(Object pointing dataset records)
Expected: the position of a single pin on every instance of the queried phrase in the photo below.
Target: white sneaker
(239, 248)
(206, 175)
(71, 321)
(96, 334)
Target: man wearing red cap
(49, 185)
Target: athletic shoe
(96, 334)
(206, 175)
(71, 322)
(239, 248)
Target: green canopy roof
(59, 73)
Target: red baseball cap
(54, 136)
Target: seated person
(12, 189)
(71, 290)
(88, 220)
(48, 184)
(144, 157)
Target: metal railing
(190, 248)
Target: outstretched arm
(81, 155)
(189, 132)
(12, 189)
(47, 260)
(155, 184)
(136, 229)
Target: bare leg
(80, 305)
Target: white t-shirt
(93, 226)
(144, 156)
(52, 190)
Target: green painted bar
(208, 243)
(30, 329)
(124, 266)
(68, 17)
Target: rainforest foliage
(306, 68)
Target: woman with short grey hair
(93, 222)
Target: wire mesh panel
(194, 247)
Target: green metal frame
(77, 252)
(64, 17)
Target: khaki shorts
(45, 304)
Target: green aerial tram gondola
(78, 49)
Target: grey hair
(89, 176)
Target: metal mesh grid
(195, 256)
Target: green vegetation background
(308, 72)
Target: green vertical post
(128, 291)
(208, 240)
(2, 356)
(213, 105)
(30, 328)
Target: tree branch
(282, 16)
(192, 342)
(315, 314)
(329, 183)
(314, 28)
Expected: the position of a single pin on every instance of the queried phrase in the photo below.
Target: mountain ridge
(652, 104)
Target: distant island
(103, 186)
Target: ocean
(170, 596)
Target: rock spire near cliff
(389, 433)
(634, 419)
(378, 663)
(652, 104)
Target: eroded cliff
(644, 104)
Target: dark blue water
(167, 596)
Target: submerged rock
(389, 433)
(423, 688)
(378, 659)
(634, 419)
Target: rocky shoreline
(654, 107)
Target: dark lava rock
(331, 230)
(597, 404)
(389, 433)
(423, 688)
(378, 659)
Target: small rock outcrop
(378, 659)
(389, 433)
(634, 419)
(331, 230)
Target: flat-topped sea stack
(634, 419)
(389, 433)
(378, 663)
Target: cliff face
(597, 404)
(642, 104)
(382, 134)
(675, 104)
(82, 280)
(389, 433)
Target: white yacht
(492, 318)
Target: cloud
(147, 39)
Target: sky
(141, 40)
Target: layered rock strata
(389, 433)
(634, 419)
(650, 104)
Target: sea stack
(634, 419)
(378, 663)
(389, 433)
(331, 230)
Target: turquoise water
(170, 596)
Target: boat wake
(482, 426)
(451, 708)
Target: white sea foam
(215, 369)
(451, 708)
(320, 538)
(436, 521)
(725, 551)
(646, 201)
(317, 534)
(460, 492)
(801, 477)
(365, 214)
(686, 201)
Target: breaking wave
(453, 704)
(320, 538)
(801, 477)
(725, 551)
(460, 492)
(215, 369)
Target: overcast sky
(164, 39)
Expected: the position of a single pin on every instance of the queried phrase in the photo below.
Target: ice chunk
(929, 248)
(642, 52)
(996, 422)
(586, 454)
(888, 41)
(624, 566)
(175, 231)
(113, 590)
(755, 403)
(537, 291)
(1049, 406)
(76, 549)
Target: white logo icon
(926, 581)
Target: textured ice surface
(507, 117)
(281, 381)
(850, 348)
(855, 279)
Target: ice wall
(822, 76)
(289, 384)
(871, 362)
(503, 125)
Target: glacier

* _Goal_
Starting at the line containing "Target: dark blue water" and continuing through the end of the records, rewrite each line, including the requests, with every coordinate multiplied by 0.95 and rounded to the nearest whole number, halves rounded up.

* _Complete answer_
Target: dark blue water
(159, 566)
Target: submerged rock
(370, 411)
(402, 654)
(359, 626)
(602, 398)
Target: rocky shoreline
(621, 102)
Target: dark lava rock
(314, 219)
(567, 384)
(370, 411)
(402, 654)
(359, 626)
Target: small rock outcrop
(359, 626)
(370, 411)
(602, 398)
(314, 219)
Target: flat-topped sea stack
(602, 398)
(370, 411)
(359, 630)
Target: cliff face
(567, 384)
(610, 99)
(363, 127)
(641, 99)
(78, 266)
(370, 411)
Target: white yacht
(467, 302)
Target: cloud
(140, 37)
Target: sky
(134, 38)
Target: layered rock strata
(370, 411)
(602, 398)
(618, 99)
Target: sea stack
(602, 398)
(359, 630)
(370, 411)
(314, 219)
Target: turquoise water
(162, 566)
Target: boat wake
(458, 405)
(428, 673)
Target: white sea foam
(204, 351)
(428, 673)
(304, 511)
(414, 495)
(689, 523)
(614, 191)
(301, 507)
(437, 467)
(761, 453)
(347, 203)
(652, 191)
Target: breaking wave
(430, 669)
(304, 511)
(761, 453)
(689, 523)
(437, 467)
(204, 351)
Target: overcast sky
(156, 37)
Expected: the position of a single pin on every instance of the queried phrase in the photo below.
Target: ice chunk
(883, 236)
(610, 49)
(946, 401)
(557, 431)
(844, 39)
(593, 538)
(166, 219)
(107, 561)
(717, 383)
(510, 276)
(997, 386)
(72, 522)
Target: white logo icon
(880, 552)
Target: textured ice surface
(482, 111)
(267, 362)
(808, 331)
(812, 265)
Target: ice wall
(781, 72)
(275, 365)
(827, 344)
(478, 119)
Target: glacier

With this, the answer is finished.